### Written task
Swap "bush" for "shrub" in the lines from the line with "the red barn" to the line with "[300,172,388,264]", and give those lines again with nothing else changed.

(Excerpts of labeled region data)
***
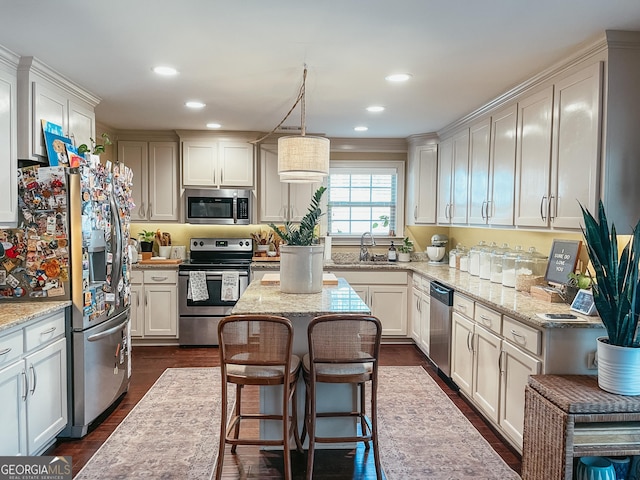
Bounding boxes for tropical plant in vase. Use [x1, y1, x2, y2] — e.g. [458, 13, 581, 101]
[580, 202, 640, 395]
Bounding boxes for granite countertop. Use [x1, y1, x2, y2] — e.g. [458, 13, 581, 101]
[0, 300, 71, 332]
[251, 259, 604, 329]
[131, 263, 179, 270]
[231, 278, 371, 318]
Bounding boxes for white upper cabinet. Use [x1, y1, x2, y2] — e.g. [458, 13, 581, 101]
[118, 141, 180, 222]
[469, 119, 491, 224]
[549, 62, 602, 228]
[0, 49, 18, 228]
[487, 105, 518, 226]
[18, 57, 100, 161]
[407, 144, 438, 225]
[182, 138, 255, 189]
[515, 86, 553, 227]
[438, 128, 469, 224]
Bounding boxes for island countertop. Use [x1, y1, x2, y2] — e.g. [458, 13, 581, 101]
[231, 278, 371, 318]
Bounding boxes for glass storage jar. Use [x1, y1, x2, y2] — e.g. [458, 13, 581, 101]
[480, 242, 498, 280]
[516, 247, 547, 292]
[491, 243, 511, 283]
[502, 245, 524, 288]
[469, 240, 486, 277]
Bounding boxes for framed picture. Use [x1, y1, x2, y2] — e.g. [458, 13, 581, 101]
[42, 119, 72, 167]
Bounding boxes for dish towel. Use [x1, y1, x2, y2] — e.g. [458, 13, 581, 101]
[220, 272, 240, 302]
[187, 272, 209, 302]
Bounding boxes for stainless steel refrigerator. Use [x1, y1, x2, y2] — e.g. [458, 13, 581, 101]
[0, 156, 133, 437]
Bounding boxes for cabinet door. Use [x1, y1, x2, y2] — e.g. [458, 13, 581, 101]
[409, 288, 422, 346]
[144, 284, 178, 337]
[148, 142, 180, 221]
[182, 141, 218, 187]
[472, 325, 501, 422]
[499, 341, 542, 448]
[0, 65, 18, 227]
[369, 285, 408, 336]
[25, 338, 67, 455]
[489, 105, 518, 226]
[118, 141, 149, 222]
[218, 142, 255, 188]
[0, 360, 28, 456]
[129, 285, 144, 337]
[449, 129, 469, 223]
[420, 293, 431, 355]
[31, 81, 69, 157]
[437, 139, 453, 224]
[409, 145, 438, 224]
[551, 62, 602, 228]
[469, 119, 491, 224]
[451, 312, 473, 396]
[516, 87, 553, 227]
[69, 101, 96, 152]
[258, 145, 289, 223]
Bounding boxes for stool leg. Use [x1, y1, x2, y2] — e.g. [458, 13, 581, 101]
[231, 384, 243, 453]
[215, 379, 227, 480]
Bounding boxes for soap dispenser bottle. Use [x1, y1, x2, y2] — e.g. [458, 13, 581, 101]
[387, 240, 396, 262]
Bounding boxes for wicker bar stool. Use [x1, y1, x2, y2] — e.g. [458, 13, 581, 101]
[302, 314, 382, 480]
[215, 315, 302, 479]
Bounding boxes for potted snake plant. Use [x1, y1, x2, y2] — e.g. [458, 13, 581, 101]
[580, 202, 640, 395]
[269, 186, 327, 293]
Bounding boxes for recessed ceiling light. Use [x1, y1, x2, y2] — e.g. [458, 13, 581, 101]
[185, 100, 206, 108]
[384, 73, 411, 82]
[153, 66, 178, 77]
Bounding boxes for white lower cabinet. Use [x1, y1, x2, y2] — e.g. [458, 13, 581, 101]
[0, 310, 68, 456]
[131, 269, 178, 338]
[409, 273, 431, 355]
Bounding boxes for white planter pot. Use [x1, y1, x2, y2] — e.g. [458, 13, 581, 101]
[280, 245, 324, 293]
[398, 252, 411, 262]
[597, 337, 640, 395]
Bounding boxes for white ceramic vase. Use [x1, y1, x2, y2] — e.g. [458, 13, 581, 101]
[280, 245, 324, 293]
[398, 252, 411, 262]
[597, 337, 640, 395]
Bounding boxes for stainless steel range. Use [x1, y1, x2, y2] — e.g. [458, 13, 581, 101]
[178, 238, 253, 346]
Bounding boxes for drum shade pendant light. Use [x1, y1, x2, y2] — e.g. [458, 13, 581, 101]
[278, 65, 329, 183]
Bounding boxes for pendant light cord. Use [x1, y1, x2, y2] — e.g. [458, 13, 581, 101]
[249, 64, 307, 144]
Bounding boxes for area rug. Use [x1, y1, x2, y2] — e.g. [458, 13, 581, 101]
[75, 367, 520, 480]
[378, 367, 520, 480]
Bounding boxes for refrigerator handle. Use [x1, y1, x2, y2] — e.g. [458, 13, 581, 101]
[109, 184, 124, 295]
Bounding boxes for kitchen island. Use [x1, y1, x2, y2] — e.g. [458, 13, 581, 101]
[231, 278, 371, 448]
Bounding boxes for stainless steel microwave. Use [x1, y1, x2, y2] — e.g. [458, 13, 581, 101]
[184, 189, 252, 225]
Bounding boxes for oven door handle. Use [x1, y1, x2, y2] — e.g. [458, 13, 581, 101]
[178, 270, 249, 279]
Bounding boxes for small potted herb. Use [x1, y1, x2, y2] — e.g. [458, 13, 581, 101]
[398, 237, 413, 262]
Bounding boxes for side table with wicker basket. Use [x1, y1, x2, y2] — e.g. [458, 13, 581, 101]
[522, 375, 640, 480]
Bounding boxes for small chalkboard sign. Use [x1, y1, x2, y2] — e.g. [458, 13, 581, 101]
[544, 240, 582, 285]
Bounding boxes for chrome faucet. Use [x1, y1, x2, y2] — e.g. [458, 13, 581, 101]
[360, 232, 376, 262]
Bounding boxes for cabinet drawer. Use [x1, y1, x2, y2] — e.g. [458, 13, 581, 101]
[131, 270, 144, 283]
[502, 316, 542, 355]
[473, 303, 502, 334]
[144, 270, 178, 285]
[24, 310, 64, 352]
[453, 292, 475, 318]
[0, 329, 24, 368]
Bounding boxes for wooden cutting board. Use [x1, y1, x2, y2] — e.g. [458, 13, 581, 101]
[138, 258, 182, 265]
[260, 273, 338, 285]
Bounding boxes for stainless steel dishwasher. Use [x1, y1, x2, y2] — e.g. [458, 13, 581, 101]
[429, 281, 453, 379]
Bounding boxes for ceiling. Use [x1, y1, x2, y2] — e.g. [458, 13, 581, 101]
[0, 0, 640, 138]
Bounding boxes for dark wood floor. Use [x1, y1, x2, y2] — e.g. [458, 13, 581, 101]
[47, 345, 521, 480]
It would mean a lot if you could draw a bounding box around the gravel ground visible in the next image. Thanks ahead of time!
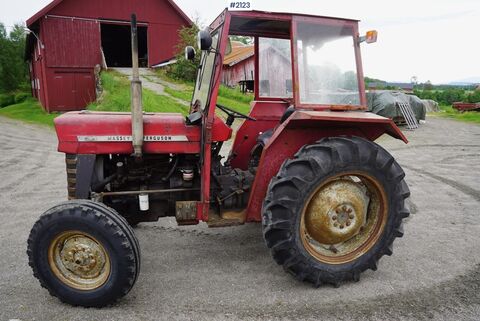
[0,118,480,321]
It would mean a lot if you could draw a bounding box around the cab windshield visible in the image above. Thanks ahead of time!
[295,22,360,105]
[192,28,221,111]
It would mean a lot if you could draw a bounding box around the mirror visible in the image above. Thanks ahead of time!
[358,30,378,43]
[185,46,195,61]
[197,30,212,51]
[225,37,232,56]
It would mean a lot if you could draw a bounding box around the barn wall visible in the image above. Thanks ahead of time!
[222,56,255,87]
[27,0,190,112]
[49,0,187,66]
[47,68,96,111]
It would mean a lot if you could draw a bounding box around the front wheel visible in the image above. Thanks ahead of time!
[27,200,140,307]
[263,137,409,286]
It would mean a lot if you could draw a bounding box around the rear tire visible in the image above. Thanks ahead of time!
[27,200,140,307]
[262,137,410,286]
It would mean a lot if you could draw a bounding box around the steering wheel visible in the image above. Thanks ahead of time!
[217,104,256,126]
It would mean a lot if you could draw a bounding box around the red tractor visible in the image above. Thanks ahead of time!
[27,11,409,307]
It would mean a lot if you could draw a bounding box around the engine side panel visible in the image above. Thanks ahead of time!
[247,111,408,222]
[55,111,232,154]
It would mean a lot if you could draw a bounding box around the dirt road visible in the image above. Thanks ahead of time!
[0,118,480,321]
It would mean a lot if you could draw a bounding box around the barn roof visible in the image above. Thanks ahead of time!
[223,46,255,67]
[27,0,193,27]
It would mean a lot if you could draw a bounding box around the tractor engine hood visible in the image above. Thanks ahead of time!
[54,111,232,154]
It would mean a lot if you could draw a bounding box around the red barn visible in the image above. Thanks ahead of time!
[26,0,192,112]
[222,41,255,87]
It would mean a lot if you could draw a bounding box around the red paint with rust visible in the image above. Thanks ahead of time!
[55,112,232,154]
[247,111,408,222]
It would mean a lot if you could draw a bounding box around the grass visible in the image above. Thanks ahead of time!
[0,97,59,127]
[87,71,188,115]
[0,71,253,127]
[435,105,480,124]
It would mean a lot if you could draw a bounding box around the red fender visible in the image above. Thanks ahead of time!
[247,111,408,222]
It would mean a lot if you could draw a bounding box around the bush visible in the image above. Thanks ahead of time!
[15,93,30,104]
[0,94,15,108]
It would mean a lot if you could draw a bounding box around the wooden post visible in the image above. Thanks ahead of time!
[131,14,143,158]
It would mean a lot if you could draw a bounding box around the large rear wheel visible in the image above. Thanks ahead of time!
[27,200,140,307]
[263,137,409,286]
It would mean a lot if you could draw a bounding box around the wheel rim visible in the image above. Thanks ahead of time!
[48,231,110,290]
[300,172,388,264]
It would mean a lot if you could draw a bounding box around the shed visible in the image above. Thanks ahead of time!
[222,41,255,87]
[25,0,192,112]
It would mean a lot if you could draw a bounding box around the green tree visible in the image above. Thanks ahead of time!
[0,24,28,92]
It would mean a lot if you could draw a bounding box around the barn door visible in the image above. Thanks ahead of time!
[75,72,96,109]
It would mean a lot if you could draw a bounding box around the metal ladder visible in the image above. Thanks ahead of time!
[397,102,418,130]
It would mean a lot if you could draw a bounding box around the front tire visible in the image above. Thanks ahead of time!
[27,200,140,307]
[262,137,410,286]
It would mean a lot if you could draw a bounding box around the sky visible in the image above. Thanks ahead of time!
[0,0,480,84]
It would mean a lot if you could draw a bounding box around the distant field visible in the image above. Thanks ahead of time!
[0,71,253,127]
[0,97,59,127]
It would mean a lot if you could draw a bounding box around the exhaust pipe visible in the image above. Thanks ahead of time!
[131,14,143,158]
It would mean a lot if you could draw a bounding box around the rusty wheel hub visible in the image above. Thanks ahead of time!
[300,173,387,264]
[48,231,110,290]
***
### Task solution
It would mean a lot if you could draw a bounding box around the red barn visible in the image above. Thanks ahead of time!
[26,0,192,112]
[222,41,255,87]
It would mean a lot if you could draw a bounding box around the red paint with rust visible in the image above. Thanks ahead of time!
[55,112,232,154]
[247,111,408,222]
It would mean a lot if you could draw a bounding box around the grass visible in the image above. Thanks ahead of time!
[0,97,59,127]
[87,71,188,115]
[0,71,253,127]
[435,105,480,124]
It would mean a lot if you could draw a bounding box around the red fender visible in the image above. Thanks ahead of time!
[247,111,408,222]
It would mean a lot if you could draw a bounding box around the shrub visible in the image above. Thanks ahead of time!
[15,93,30,104]
[0,94,15,108]
It would mean a lot if you could draw a bounding box around the wooden post visible in the image above. Thanks ahead of time!
[131,14,143,158]
It would mean a lot if you could draw a bounding box around the large rear wheel visible in the image above. Thanks ahead of time!
[27,200,140,307]
[263,137,409,286]
It would mean a lot if you could draw a bounding box around the wheel rim visible in the image above. Thanks ahead of time!
[48,231,110,290]
[300,172,388,264]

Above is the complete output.